If the browser is going to display the image then by definition there will be a way to rip it, so the best you can do is make the image viewed in the browser either so small it doesn't matter or undesirable due to aggressive compression and/or watermarking.
It might be worth looking at one of the CMS systems (Joomla/Mambo or others) with one of the photo library plugins or one of the dedicated PHP photo libraries (which may be a better choice if you never need the other CMS functions)
As for hosting I am a bit confused as to how he has sufficient space and bandwidth to put the images somewhere and yet not have capacity for the pages ?
Wayne Stallwood wrote:
It might be worth looking at one of the CMS systems (Joomla/Mambo or others) with one of the photo library plugins or one of the dedicated PHP photo libraries (which may be a better choice if you never need the other CMS functions)
We do have some experience with "gallery" (http://gallery.menalto.com) and using that had crossed my mind. Limiting the site rip simply by making it too cumbersome is always an option :-)
As for hosting I am a bit confused as to how he has sufficient space and bandwidth to put the images somewhere and yet not have capacity for the pages ?
I'm trying to get to the bottom of this too. It looks like he's found someone to host all the images (not worked out where yet; since the site is currently down I'm waiting on answers instead of working it out myself), and it is just the fact that the HTML is auto-generated from a database (and thus static content always looks "new") that is causing a massive bandwidth headache. If so, then this can almost certainly be massively simplified very easily. It would also mean that the 400MB+ of static HTML could become a few hundred kB of templates populated on the fly from the database, with suitable headers generated so that old content isn't seen as new. If this is all that's required I can do this myself (including hosting it).

Task instructions =>
**a)** Output the part of the forum thread starting with "We do have some" and going on through "an option :-)".
**b)** In one to three sentences, explain why the forum thread says the best you can do is make images viewed in the browser very small or undesirable.
The material after this point is separate from the forum thread.

Listing =>
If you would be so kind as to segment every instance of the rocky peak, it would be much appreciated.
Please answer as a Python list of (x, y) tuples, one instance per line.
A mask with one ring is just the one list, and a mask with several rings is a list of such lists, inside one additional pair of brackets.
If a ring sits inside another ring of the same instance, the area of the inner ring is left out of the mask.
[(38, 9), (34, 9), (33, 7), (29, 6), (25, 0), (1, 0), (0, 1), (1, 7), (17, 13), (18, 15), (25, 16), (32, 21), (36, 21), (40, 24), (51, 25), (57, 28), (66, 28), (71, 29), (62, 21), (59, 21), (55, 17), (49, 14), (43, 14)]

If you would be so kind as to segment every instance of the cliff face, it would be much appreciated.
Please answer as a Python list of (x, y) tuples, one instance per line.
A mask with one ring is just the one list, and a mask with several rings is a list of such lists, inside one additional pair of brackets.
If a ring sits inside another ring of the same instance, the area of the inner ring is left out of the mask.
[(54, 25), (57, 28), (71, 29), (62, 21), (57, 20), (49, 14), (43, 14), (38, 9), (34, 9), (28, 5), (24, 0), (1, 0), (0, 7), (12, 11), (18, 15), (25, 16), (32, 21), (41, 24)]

* * *

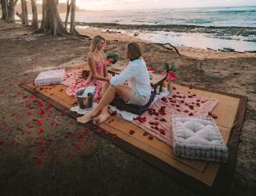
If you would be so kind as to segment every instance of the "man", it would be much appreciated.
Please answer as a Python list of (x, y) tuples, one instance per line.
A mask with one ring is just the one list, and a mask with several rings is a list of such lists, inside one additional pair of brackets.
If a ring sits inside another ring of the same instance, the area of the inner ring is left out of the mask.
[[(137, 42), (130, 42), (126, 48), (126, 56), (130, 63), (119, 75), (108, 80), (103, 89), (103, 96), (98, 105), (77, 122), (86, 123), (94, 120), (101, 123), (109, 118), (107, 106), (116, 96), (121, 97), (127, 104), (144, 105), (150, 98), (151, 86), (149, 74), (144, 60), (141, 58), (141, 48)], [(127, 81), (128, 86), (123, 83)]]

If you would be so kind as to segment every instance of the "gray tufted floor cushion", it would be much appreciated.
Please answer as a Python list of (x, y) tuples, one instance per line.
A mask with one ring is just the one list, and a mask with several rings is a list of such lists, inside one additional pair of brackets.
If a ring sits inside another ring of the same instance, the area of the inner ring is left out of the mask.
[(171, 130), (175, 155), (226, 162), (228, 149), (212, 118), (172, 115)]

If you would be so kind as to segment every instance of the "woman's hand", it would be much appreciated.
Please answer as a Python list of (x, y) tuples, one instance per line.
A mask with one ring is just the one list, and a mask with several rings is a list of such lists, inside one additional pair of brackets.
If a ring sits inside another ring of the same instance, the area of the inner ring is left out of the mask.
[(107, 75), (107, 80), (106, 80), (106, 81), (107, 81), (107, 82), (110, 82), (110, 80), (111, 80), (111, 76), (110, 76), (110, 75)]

Final results =>
**a)**
We do have some experience with "gallery" (http://gallery.menalto.com) and using that had crossed my mind. Limiting the site rip simply by making it too cumbersome is always an option :-)

**b)** If the browser is going to display an image, then by definition there will be a way to rip it, so copying can't be fully prevented. The best option is to make the viewed image so small it doesn't matter, or undesirable through aggressive compression and/or watermarking.